Set out the stretch from the line containing "QA review pass: verify and re-annotate the lime slice" through the end of the items as a Markdown table with the columns Row and Line. Number each line in order and skip blank lines.

**Records of labeled boxes**
<<<<

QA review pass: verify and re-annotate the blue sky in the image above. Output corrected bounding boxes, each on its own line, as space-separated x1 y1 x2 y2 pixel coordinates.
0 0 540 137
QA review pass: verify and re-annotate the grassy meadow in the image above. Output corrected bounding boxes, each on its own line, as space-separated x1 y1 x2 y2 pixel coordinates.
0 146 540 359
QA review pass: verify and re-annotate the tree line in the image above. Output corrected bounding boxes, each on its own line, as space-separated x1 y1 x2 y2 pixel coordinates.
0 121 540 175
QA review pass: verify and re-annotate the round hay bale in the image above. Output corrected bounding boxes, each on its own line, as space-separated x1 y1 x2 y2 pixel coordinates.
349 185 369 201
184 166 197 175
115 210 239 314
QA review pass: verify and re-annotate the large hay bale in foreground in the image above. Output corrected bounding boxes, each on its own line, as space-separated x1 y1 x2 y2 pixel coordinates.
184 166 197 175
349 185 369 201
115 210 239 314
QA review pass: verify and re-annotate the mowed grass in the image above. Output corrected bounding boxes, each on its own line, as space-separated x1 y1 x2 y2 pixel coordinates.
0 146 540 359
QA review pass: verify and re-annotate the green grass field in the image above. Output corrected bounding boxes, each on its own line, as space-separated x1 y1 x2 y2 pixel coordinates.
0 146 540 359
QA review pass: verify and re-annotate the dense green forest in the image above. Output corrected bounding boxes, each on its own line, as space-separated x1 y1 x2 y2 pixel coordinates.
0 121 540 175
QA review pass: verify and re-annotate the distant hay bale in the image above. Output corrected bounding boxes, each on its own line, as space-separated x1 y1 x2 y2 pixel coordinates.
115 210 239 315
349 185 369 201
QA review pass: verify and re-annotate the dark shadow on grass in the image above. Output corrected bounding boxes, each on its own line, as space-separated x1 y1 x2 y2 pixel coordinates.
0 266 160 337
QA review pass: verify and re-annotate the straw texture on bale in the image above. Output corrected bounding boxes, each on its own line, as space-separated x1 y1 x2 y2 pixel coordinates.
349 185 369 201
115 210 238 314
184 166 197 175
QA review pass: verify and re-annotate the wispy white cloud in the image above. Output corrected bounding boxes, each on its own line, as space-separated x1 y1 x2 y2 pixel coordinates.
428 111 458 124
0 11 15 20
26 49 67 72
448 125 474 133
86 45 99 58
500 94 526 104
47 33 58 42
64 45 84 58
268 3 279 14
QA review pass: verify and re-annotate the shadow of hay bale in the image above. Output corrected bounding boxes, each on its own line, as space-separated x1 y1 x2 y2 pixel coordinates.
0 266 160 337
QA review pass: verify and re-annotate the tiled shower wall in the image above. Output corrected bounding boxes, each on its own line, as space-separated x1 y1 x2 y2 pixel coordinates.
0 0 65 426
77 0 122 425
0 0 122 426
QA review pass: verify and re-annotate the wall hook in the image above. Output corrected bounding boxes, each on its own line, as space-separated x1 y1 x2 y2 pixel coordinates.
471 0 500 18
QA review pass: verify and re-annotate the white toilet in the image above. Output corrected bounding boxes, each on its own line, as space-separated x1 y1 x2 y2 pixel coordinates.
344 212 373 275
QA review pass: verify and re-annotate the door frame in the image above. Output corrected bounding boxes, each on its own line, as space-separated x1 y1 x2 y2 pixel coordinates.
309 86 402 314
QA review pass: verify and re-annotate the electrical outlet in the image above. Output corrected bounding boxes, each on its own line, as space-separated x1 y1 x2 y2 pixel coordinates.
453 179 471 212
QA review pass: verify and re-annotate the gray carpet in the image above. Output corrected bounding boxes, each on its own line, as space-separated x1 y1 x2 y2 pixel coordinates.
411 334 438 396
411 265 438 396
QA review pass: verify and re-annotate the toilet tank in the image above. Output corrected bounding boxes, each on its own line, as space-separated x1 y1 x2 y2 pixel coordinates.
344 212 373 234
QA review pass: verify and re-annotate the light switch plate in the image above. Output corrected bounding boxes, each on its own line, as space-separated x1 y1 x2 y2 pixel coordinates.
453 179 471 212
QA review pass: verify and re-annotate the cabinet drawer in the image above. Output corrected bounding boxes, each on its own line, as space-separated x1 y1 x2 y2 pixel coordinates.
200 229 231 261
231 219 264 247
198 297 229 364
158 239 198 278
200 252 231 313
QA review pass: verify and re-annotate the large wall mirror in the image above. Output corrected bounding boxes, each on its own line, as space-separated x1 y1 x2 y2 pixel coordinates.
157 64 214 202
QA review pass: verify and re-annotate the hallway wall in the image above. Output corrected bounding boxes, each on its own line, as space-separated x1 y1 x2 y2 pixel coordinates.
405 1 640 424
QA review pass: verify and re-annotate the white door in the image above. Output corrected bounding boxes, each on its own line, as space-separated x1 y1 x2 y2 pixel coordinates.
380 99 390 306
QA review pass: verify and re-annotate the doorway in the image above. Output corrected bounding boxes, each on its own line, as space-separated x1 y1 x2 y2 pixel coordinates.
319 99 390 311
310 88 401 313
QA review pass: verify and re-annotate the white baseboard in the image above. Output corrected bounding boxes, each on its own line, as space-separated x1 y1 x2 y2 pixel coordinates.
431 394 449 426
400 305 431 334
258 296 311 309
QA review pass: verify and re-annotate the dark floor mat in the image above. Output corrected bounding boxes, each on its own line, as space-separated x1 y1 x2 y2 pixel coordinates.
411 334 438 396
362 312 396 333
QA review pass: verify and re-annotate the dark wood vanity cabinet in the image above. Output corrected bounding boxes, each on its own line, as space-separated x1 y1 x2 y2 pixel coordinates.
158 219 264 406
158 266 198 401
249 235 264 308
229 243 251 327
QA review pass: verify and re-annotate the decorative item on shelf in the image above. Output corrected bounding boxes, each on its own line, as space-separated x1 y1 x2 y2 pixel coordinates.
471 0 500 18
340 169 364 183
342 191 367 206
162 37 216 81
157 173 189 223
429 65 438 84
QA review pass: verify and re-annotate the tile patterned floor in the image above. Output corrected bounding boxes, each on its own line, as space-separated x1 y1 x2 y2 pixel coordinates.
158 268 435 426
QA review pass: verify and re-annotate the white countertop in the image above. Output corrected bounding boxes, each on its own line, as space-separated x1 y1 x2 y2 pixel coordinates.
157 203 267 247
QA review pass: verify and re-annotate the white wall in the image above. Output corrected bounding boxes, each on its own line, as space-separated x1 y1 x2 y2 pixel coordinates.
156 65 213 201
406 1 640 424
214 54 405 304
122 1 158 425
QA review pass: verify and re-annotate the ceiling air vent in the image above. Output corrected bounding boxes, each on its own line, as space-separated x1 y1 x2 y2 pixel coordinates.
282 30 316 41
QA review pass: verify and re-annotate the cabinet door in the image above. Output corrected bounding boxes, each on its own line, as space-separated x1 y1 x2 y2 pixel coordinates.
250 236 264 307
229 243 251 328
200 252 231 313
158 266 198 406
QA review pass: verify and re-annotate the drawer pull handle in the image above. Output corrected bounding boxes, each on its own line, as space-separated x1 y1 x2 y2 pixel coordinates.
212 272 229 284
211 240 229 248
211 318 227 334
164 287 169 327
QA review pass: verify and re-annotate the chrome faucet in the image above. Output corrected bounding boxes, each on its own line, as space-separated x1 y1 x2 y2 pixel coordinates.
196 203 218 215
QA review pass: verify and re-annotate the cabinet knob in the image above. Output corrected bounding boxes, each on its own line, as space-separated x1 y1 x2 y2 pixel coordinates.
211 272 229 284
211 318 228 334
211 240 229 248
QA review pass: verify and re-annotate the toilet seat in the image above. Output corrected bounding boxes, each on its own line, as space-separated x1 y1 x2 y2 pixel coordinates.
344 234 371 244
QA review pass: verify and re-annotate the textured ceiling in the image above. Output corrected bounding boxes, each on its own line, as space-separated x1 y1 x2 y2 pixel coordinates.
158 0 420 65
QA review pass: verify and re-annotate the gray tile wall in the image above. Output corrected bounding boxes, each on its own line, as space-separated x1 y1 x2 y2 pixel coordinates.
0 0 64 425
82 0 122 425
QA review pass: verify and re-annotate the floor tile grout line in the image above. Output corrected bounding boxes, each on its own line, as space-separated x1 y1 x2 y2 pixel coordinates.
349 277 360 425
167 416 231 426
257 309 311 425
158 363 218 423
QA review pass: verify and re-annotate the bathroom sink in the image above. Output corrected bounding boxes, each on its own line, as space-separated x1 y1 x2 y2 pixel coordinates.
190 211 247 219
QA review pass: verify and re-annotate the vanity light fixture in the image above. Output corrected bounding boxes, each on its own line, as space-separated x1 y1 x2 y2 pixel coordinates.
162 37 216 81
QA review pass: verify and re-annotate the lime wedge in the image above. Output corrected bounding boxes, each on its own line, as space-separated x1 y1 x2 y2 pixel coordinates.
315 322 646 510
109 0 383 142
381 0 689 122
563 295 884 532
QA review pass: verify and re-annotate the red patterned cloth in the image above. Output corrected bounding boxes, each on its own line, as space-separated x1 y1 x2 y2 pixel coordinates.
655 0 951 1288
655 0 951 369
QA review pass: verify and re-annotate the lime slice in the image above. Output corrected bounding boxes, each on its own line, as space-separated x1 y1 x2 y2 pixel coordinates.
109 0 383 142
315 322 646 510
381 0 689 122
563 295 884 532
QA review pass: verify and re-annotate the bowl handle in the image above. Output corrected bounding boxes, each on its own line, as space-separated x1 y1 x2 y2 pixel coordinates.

>>>>

**THE ANSWER**
| Row | Line |
|---|---|
| 1 | QA review pass: verify and re-annotate the lime slice in the image above. Output corrected bounding boxes, each on its own line, as space-separated x1 y1 x2 y2 pixel coordinates. |
| 2 | 109 0 383 142 |
| 3 | 315 322 646 510 |
| 4 | 381 0 689 122 |
| 5 | 563 295 884 532 |
| 6 | QA review pass: verify and re-annotate the bowl handle in the image above. Output corrected bounding boxes, each on its own line, as space-separated x1 y1 x2 y2 pixel coordinates. |